# Zu bearbeiten
A – Fasse im Textauszug über Sucht und soziale Lage den Absatz, der mit „Alle diese Indikatoren weisen zwei gemeinsame Merkmale auf“ beginnt, als kurze Liste zusammen. Die wesentlichen Aussagen müssen erhalten bleiben.
B – Beantworte zum Textauszug über Sucht und soziale Lage jede Frage knapp:
(i) Welche Möglichkeit schränkt ein tiefes Ausbildungsniveau ein?
(ii) Worauf kann eine instabile Wohnsituation einen negativen Einfluss haben?
(iii) Was kann laut dem Beispiel aus einem erhöhten Alkoholkonsum erwachsen?
C – Setze den Textauszug über Sucht und soziale Lage im Anschluss an seinen letzten Satz fort.

Wie hängen diese Bereiche zusammen, respektive bedingen sich?
Die Indikatoren sind teilweise direkt oder indirekt miteinander verbunden. Beispielsweise schränkt ein tiefes Ausbildungsniveau die Möglichkeit ein, sich in den Arbeitsmarkt zu integrierten, und eine instabile Wohnsituation kann einen negativen Einfluss auf die sozialen Beziehungen und das Selbstwertgefühl haben.
Alle diese Indikatoren weisen zwei gemeinsame Merkmale auf: Das erste betrifft ein erhöhtes körperliches, soziales oder emotionales Prekarisierungsrisiko. Das zweite betrifft die Tatsache, dass die Indikatoren gleichzeitig Ursache oder Folge eines Suchtproblems sein können. So können berufliche Schwierigkeiten zu einem erhöhten Alkoholkonsum führen, woraus wiederum grössere berufliche Schwierigkeiten erwachsen können. Alle diese Indikatoren weisen darauf hin, dass so ein Teufelskreis entsteht und die Prekarität sich mit einem grösser werdenden Suchtproblem verschlimmert.
Was sind die Haupterkenntnisse Ihrer Studie in Bezug auf die soziale Situation von Suchtbetroffenen?

# Datensätze
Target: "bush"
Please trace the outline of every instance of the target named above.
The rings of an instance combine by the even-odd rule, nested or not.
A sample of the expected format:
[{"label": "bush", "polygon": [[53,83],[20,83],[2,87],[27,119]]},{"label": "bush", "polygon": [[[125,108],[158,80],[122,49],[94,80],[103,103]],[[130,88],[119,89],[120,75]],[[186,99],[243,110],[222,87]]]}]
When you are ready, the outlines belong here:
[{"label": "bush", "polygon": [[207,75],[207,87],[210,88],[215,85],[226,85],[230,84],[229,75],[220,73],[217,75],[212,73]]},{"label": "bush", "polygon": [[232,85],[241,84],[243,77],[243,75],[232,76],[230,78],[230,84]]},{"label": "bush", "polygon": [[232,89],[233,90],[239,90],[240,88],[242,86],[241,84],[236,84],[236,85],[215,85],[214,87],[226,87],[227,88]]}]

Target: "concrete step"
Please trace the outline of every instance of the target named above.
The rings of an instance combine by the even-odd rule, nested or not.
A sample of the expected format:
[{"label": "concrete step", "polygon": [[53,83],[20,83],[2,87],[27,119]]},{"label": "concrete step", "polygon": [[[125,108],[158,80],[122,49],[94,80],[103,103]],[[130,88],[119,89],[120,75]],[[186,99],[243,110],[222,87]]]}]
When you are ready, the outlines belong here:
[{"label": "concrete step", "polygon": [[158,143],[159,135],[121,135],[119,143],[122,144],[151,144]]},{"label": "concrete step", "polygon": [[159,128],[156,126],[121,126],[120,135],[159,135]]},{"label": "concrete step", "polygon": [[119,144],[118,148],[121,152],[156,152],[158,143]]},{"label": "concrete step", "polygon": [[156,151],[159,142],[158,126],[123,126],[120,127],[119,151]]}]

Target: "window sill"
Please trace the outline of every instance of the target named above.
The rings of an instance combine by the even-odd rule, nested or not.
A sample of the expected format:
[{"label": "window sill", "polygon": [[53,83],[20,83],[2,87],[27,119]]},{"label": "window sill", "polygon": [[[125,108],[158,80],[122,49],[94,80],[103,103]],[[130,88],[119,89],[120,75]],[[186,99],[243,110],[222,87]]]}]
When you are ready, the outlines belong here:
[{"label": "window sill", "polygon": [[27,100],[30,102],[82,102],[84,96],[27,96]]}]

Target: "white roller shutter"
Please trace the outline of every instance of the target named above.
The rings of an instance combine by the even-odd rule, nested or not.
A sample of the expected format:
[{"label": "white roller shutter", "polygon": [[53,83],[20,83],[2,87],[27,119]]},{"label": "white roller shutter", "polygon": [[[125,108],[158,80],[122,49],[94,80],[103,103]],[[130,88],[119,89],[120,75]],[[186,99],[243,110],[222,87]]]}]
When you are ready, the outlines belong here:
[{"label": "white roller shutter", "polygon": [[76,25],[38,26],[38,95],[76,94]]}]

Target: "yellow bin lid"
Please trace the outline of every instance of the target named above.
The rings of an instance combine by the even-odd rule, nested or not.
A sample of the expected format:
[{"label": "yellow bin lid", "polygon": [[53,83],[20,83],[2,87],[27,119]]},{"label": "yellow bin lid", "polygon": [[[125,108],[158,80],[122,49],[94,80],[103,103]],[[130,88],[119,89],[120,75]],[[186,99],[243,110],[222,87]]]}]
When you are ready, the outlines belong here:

# Antworten
A –
- Erstes gemeinsames Merkmal: ein erhöhtes körperliches, soziales oder emotionales Prekarisierungsrisiko
- Zweites gemeinsames Merkmal: Die Indikatoren können gleichzeitig Ursache oder Folge eines Suchtproblems sein.
- Beispiel: Berufliche Schwierigkeiten können zu erhöhtem Alkoholkonsum führen, woraus wiederum grössere berufliche Schwierigkeiten erwachsen können.
- Folge: Es entsteht ein Teufelskreis, und die Prekarität verschlimmert sich mit einem grösser werdenden Suchtproblem.

B –
(i) Die Möglichkeit, sich in den Arbeitsmarkt zu integrieren.
(ii) Auf die sozialen Beziehungen und das Selbstwertgefühl.
(iii) Grössere berufliche Schwierigkeiten.

C –
Die Studie zeigt, dass diese Menschen prekärere Lebensumstände haben als die übrige Bevölkerung. Über alle untersuchten Suchtmittel und Verhalten hinweg betrachtet, sind bis 6-mal mehr Betroffene auf Arbeitssuche und bis 28-mal mehr auf Sozialhilfe oder die Invalidenversicherung angewiesen. Es gibt auch einen sehr hohen Anteil von Jugendlichen in Ausbildung, die zu den Risikogruppen der Cannabiskonsumentinnen und -konsumenten gehören, bei denen das Risiko besteht, dass sie bei andauerndem Konsum keine Ausbildung abschliessen. Der Anteil von Personen mit einer instabilen Wohnsituation (Anm. der Redaktion: Wohnen in institutionellen Wohnsettings, bei Angehörigen oder auf der Strasse) ist bei Personen mit einem Glücks- und Geldspielproblem und den Konsumenten von illegalen Suchtmitteln besonders hoch.
Wie hat sich die soziale Situation von Suchtbetroffenen entwickelt?
Die Entwicklung zwischen 2007 und 2017 ist alarmierend. So hat beispielsweise der Anteil von suchtmittel- oder spielsuchtgefährdeten Personen, die von der Sozialhilfe leben, deutlich zugenommen. Auch der Anteil der suchtmittel- und spielsuchtgefährdenten Personen ohne Schulabschluss hat sich erhöht, was dazu führt, dass es für sie schwierig ist, eine Ausbildung abzuschliessen und sich in den Arbeitsmarkt zu integrieren. Auch der Anteil von Personen mit immer wiederkehrenden Aufenthalten in stationären Einrichtungen (Pflegeeinrichtungen, Heime, Gefängnis) hat zugenommen, wodurch sich das selbstständige Wohnen erschwert. Schliesslich lässt sich auch eine langsame, aber stetige Zunahme von Menschen in sozialer Isolation beobachten. Angesichts dieser sich verschlechternden sozialen Situation sind korrigierende Massnahmen wichtig, um diesem Trend entgegenzuwirken.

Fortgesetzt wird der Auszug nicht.